What you should do: Recast every line of the items below as one numbered list, leaving out any blank lines.
** Begin Recorded information **
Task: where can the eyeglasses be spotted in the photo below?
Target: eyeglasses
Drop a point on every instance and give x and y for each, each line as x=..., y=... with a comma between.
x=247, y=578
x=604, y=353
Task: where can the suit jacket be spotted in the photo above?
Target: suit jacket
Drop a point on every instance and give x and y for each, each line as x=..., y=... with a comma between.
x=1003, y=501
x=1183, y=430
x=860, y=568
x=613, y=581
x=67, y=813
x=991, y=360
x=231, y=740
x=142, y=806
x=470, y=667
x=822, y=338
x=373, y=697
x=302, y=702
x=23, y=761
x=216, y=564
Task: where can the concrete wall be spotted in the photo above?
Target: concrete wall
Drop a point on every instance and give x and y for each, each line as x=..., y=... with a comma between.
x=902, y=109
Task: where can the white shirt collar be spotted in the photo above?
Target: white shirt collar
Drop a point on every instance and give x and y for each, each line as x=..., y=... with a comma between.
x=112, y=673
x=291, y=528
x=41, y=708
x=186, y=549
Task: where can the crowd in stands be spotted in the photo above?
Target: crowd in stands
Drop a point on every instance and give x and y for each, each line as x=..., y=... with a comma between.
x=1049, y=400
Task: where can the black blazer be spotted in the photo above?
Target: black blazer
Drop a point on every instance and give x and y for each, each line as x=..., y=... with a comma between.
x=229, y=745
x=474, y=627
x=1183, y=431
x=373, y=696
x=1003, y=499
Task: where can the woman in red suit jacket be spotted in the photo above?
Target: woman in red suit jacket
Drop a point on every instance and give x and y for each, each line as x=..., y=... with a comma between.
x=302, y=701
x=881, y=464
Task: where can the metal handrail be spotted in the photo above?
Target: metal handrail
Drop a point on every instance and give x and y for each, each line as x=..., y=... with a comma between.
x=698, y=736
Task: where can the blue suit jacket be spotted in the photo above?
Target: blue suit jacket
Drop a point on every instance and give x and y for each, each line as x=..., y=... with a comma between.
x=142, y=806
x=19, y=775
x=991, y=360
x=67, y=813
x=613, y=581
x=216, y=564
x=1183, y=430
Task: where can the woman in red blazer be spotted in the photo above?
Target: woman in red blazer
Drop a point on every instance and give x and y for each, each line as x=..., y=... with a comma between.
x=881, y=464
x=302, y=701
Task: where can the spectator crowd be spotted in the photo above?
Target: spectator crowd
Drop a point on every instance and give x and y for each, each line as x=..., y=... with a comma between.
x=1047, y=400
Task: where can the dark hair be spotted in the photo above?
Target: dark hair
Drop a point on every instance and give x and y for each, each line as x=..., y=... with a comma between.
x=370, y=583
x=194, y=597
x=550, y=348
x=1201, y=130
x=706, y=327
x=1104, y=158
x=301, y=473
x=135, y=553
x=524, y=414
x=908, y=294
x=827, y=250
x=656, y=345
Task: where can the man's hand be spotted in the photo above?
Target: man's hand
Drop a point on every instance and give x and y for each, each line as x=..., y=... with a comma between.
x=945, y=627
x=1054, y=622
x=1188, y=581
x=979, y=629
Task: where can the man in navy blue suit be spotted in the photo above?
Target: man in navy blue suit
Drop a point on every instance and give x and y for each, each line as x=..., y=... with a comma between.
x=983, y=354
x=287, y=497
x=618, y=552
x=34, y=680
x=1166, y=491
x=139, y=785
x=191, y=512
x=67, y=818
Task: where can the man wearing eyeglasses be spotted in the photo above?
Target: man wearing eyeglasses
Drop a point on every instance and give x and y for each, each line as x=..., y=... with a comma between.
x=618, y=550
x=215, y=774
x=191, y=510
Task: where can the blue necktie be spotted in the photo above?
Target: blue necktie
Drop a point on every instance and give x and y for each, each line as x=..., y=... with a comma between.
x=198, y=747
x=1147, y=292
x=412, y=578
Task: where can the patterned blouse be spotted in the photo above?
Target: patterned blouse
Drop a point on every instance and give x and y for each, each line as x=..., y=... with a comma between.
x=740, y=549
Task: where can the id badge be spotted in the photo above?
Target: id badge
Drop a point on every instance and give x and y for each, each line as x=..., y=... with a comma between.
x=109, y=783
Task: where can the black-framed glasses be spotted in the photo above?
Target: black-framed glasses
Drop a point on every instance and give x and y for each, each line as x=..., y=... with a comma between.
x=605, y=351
** End Recorded information **
Result for this task:
1. Task: where can the eyeglasses be spotted in the photo below?
2. Target: eyeglasses
3. Drop a point on every instance and give x and y for each, each line as x=..., y=... with a comma between.
4. x=247, y=578
5. x=604, y=353
6. Task: where can the suit jacket be spotted in the photo above?
7. Target: suit jacket
8. Drop a point on every instance and give x and y for each, each line as x=..., y=... with a comma between.
9. x=1003, y=501
10. x=1183, y=430
11. x=860, y=568
12. x=613, y=581
13. x=67, y=813
14. x=991, y=360
15. x=231, y=740
16. x=142, y=806
17. x=470, y=667
18. x=822, y=338
19. x=373, y=697
20. x=302, y=702
21. x=23, y=761
22. x=216, y=564
23. Task: where can the concrete wall be spotted in the photo above?
24. Target: concrete wall
25. Drop a point on every instance and give x and y for each, each line as x=..., y=... with a comma between.
26. x=902, y=109
27. Task: where can the white shirt collar be spotted in the photo above?
28. Target: white shirt collar
29. Drop a point on every instance and give x and y for each, each line as x=..., y=... with a comma between.
30. x=112, y=673
31. x=291, y=528
32. x=41, y=708
33. x=186, y=549
34. Task: where can the crowd in stands be spotted in the photo above?
35. Target: crowd in stands
36. Drop a point on every instance and give x and y for each, each line as x=..., y=... with a comma between.
37. x=1049, y=400
38. Task: where can the black blazer be spotted in the photo above?
39. Target: black blazer
40. Drop a point on every instance and give x and y for each, each line as x=..., y=... with a comma between.
41. x=229, y=745
42. x=474, y=627
43. x=1183, y=431
44. x=373, y=696
45. x=1003, y=499
46. Task: where can the woman in red suit jacket be spotted in the photo above?
47. Target: woman in red suit jacket
48. Drop a point on every instance and give x and y for each, each line as x=..., y=... with a comma between.
49. x=302, y=701
50. x=881, y=464
51. Task: where can the metal handrail be spotted in the photo above?
52. Target: metal handrail
53. Drop a point on every instance and give x and y for each, each line as x=..., y=... with a comma between.
54. x=698, y=736
55. Task: where can the blue suit jacket be spotted in the photo above?
56. Target: blue suit jacket
57. Drop a point on every instance and give x and y for each, each line as x=..., y=... with a comma between.
58. x=142, y=806
59. x=19, y=775
60. x=991, y=360
61. x=67, y=813
62. x=613, y=581
63. x=216, y=564
64. x=1183, y=430
65. Task: where can the woman in red blazer be spotted in the photo above?
66. Target: woman in red blazer
67. Drop a point on every instance and give x and y for each, each line as x=..., y=... with a comma between.
68. x=881, y=464
69. x=302, y=701
70. Task: where can the spectator crowd be spotted in the photo above?
71. Target: spectator crowd
72. Drop a point on every instance and give x and y for each, each line as x=..., y=... with a comma between.
73. x=1047, y=400
74. Task: where can the dark hair be spotted in the photo above?
75. Target: dark hair
76. Drop a point on every instance and give x and y for each, each line as x=..., y=... with a comma between.
77. x=370, y=583
78. x=194, y=597
79. x=550, y=348
80. x=1201, y=130
81. x=706, y=327
82. x=1104, y=158
83. x=301, y=473
84. x=135, y=553
85. x=524, y=414
86. x=908, y=294
87. x=827, y=250
88. x=656, y=345
89. Task: where can the man's hand be spotted in the photo above?
90. Target: man's hand
91. Drop a point on every instance and give x and y for each, each line as x=..., y=... with a comma between.
92. x=945, y=627
93. x=1054, y=622
94. x=1188, y=581
95. x=979, y=629
96. Task: where can the man in navy blue suit be spotted in the photo above?
97. Target: man in navy blue suit
98. Drop a point on every instance and give x and y for each, each line as x=..., y=... with a comma between.
99. x=983, y=354
100. x=287, y=497
101. x=618, y=552
102. x=34, y=680
103. x=1166, y=491
104. x=139, y=785
105. x=191, y=512
106. x=67, y=818
107. Task: where can the man wearing eyeglasses be spotted in the photo above?
108. Target: man wearing eyeglasses
109. Drop a point on every instance and give x and y for each, each line as x=..., y=... with a comma between.
110. x=618, y=550
111. x=215, y=774
112. x=191, y=510
113. Task: where can the blue necktie be spotted in the photo above?
114. Target: blue necktie
115. Drop a point on every instance and give x and y for each, each line as x=..., y=... with a comma between.
116. x=198, y=747
117. x=1147, y=292
118. x=412, y=578
119. Task: where can the patterned blouse be spotted in the photo above?
120. Target: patterned blouse
121. Drop a point on every instance and give x and y for each, each line as x=..., y=... with a comma between.
122. x=740, y=549
123. Task: where can the id badge be spotted in the photo above?
124. Target: id badge
125. Drop a point on every instance and give x and y for each, each line as x=..., y=... with a comma between.
126. x=109, y=783
127. Task: where can the black-framed glasses be spotted in the photo above?
128. Target: black-framed glasses
129. Drop a point on every instance and give x and y for each, each line as x=..., y=... with a comma between.
130. x=605, y=351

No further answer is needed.